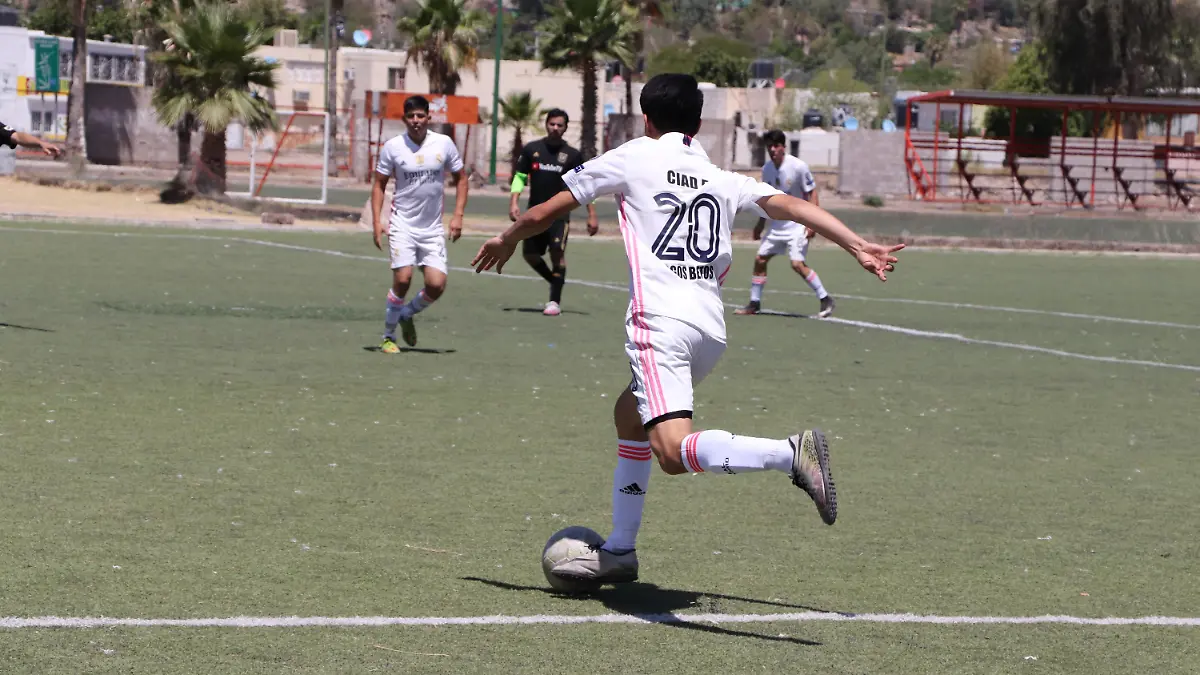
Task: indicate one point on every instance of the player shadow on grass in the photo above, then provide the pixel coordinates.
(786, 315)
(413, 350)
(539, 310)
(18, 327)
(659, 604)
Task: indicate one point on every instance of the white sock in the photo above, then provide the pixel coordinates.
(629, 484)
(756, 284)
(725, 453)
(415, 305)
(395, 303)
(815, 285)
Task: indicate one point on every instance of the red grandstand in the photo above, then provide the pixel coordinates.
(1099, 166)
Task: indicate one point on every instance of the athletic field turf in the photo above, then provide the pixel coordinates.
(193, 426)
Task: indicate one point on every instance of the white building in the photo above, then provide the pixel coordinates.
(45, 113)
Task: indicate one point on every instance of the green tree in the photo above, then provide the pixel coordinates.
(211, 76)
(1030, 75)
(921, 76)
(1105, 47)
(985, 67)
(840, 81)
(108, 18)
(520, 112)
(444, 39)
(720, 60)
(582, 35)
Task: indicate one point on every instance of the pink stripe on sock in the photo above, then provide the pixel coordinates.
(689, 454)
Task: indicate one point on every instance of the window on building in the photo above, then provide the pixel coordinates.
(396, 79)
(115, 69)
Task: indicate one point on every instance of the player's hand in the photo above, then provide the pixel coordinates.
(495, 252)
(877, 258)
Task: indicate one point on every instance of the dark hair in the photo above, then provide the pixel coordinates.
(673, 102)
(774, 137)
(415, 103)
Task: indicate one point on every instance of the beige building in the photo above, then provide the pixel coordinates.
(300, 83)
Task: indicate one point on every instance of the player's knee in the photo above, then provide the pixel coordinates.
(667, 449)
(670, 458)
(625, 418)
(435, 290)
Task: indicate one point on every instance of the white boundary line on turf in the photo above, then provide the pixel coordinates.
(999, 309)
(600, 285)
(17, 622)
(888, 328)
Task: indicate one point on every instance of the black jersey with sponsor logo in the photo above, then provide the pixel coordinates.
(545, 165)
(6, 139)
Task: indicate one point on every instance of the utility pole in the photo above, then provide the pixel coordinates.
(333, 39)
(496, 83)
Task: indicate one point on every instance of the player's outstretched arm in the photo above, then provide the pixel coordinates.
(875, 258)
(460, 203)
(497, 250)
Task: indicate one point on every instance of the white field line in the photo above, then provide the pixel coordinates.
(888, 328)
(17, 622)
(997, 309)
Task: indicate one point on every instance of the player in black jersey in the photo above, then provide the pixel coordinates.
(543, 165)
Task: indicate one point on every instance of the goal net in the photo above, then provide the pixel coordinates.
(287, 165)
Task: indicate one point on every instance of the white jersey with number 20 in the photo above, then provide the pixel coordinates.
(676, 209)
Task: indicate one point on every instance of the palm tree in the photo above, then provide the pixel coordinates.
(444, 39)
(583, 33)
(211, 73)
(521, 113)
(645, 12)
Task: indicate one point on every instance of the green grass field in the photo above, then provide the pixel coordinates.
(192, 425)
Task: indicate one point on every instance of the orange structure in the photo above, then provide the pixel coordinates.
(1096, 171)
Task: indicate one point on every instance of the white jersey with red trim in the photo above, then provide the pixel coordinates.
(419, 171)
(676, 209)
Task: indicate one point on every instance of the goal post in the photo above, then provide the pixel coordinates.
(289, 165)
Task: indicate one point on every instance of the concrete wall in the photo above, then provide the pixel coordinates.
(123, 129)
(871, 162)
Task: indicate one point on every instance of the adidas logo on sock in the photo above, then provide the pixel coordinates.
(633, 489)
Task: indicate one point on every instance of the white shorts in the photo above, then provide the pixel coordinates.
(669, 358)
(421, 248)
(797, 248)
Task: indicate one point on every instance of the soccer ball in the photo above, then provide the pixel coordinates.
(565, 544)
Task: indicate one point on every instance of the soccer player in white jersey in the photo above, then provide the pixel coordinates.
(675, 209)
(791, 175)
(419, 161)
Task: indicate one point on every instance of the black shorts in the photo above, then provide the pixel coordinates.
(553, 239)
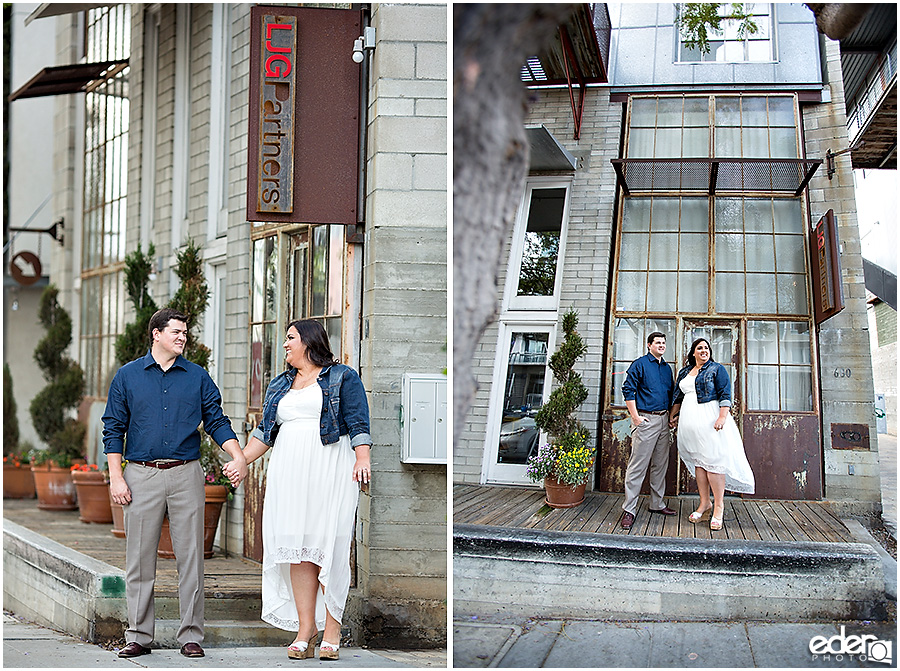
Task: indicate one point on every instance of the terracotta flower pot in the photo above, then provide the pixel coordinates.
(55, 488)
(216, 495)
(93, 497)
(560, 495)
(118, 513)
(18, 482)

What is expected:
Your answer must be an exact copy of the records, without the pictures.

Written answer:
Task: indicate one point on every instance of the player shadow on grass in the photo above, then provide the pixel coordinates.
(786, 315)
(413, 350)
(539, 310)
(18, 327)
(659, 604)
Task: indicate one point on every instance of the white sock in the photo above, then provide the pixel coordinates.
(629, 484)
(756, 284)
(725, 453)
(415, 305)
(395, 303)
(815, 285)
Task: indicate one point on every instance of the red grandstand in the photo above, then provide the pixel coordinates.
(1099, 166)
Task: indicate one point on every instance of the athletic field turf in the photo above, then provide the pixel coordinates.
(193, 426)
Task: indicate one point on every instance of the white building in the photo above, then provide the pixel coordinates.
(45, 113)
Task: indicate one point on every instance of the green tree in the photo above, then provide the pixel coordinates.
(211, 76)
(1030, 75)
(921, 76)
(1105, 47)
(985, 67)
(840, 81)
(108, 18)
(520, 112)
(444, 39)
(720, 60)
(582, 35)
Task: indicate one point on every instance of the pink stripe on sock in the photo above, then provide the pixel coordinates.
(689, 454)
Task: indicate one point on every instance of the window on building in the photo above, then provide the pixel coordinates.
(396, 79)
(115, 69)
Task: indicate one point on every instance of the player's hand in the photo above, then provide the pixel coordinates.
(495, 252)
(877, 258)
Task: indicate one point on every instance of the dark hair in the photo above, then provide the pixel coordinates.
(673, 102)
(774, 137)
(415, 103)
Task: indicate one point on every instance of the beige building in the photo above, then provide the pixel coordinates.
(300, 83)
Task: indicate one point on every instance of the player's knee in the photo above, then provide the pixel coordinates.
(667, 449)
(670, 458)
(625, 418)
(435, 290)
Task: indicate one point on every instance of the white boundary line on turf in the photo above, then provide the pixel coordinates.
(999, 309)
(600, 285)
(17, 622)
(888, 328)
Task: indicate one point on every instance of the black jersey with sponsor logo in the photo above, then provide the pixel coordinates.
(545, 165)
(6, 139)
Task: indicate one point on every instance of the utility pole in the photo above, then provide the pixel coordinates.
(333, 39)
(496, 83)
Task: indicate one point on every instance of the player's outstretched arm in the photo above, then provide the pixel coordinates.
(875, 258)
(460, 203)
(497, 250)
Task: indicate one point on every instance of the white field line in the photo above, then provide the pixel coordinates.
(888, 328)
(17, 622)
(997, 309)
Task: indicate one point on every instance of the player in black jersey in the photo above, then provide the pixel coordinates.
(543, 165)
Task: indicate one point on every instance of the goal net in the photo above, then provide the pixel coordinates.
(287, 165)
Task: indicate one point on every instance of the white jersey with number 20 in the photo above, then provide the pixel coordinates.
(676, 209)
Task: indicate one point on every instance of the palm tree in the photo above, then provide the pixel coordinates.
(444, 39)
(583, 33)
(211, 73)
(521, 113)
(645, 12)
Task: indicate one point on every instance of the green grass field in the photo above, then provide the pixel coordinates.
(192, 425)
Task: indicate one point on every instance of the orange structure in the photo above, then provide the pixel coordinates.
(1096, 171)
Task: indicate one point on every instance of the white jersey with red trim in the photo above, then provide the pixel coordinates.
(419, 171)
(676, 209)
Task: indicate one point on every instance of the goal post in the photo above, then provide the pixel coordinates.
(289, 165)
Task: indicate one point on every instance of the concrete wall in the photo above, then provide the pixel coordinates.
(123, 129)
(871, 162)
Task: indicate one point on every instance of the adidas logo on sock in the photo above, then provide the pixel coordinates.
(633, 489)
Task: indicate one point on every instance of the white shorts in the photo above, then provide the pixel coordinates.
(669, 358)
(421, 248)
(797, 248)
Task: indicate one point on every instance of the soccer ball in the photo above, then provide the pixel coordinates.
(565, 544)
Task: indicate one point on every instance of the soccer player in white jersey in the photo above, then provide the pixel coordinates.
(675, 209)
(791, 175)
(419, 161)
Task: indicate one point on every instance of the black shorts in the photo above, then provide the pixel coordinates.
(553, 239)
Task: indicate one point on every instance of the terracotta flower pot in the photo above, then provide the pixel coordinates.
(55, 488)
(216, 495)
(93, 497)
(560, 495)
(118, 513)
(18, 482)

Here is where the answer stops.